──────── Passage provided

Table 1. Participant characteristics (mean ± SD).

2.3 Procedures

Participants were tested on two different days, with a 48-h interval between each day. The first day included six trials of the 505 test and six trials of the CoDS test, while the second day involved four different single leg jump tests. Each participant underwent a specific warm-up routine (Turki et al., 2020), including 5 min of jogging and dynamic stretching for the lower body. After the warm-up, each test provided three practice trials.

For the analysis of jump and CoDS tests, we used My Jump two and CODTimer applications installed on an iPhone 13 Pro Max running iOS 18.0. These applications are designed to record video at 240 frames per second, with manual selection of the start and end of movements to calculate flight time (for jump tests) or sprint time (for CoD tests). A trained sports scientist with 2 years of experience using slow motion video applications recorded videos for each test using My Jump two and the CODTimer application for analysis.

────────────────

Goal of the exercise: Repeat, word for word, everything in the procedures excerpt from "Participants were tested" down to "three practice trials.". Work only from the procedures excerpt.

──────── Records provided

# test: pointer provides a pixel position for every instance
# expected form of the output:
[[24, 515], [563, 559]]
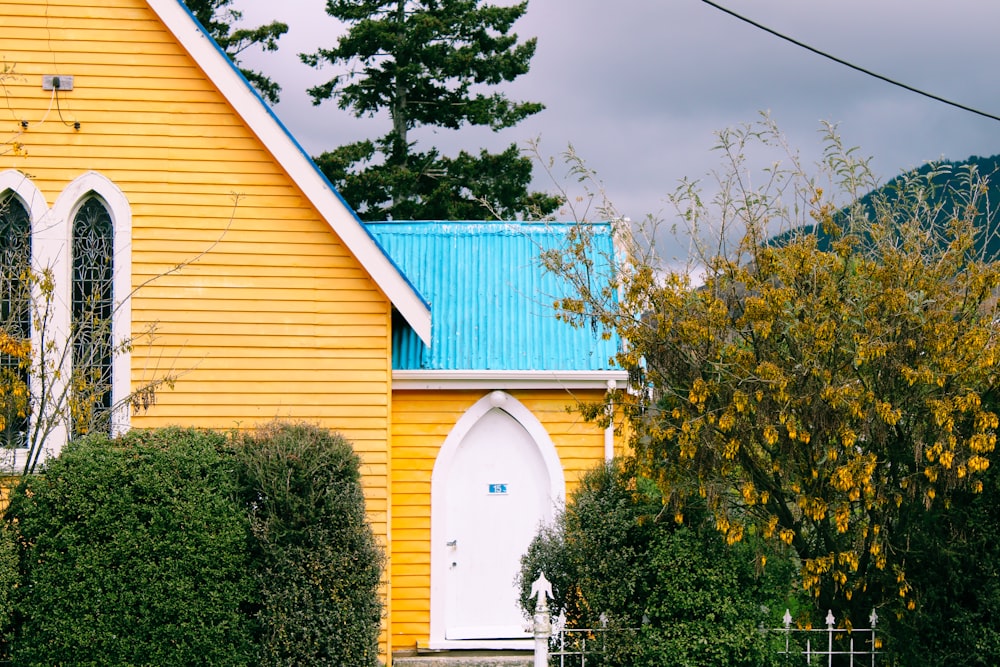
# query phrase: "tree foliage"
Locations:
[[218, 17], [809, 396], [133, 551], [952, 555], [316, 562], [672, 594], [428, 63]]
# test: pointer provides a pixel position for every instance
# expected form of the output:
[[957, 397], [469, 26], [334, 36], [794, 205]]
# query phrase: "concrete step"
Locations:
[[466, 659]]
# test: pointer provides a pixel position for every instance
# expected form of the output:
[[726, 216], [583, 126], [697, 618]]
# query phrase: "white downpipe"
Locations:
[[609, 432]]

────────────────

Solution to this task:
Participants were tested on two different days, with a 48-h interval between each day. The first day included six trials of the 505 test and six trials of the CoDS test, while the second day involved four different single leg jump tests. Each participant underwent a specific warm-up routine (Turki et al., 2020), including 5 min of jogging and dynamic stretching for the lower body. After the warm-up, each test provided three practice trials.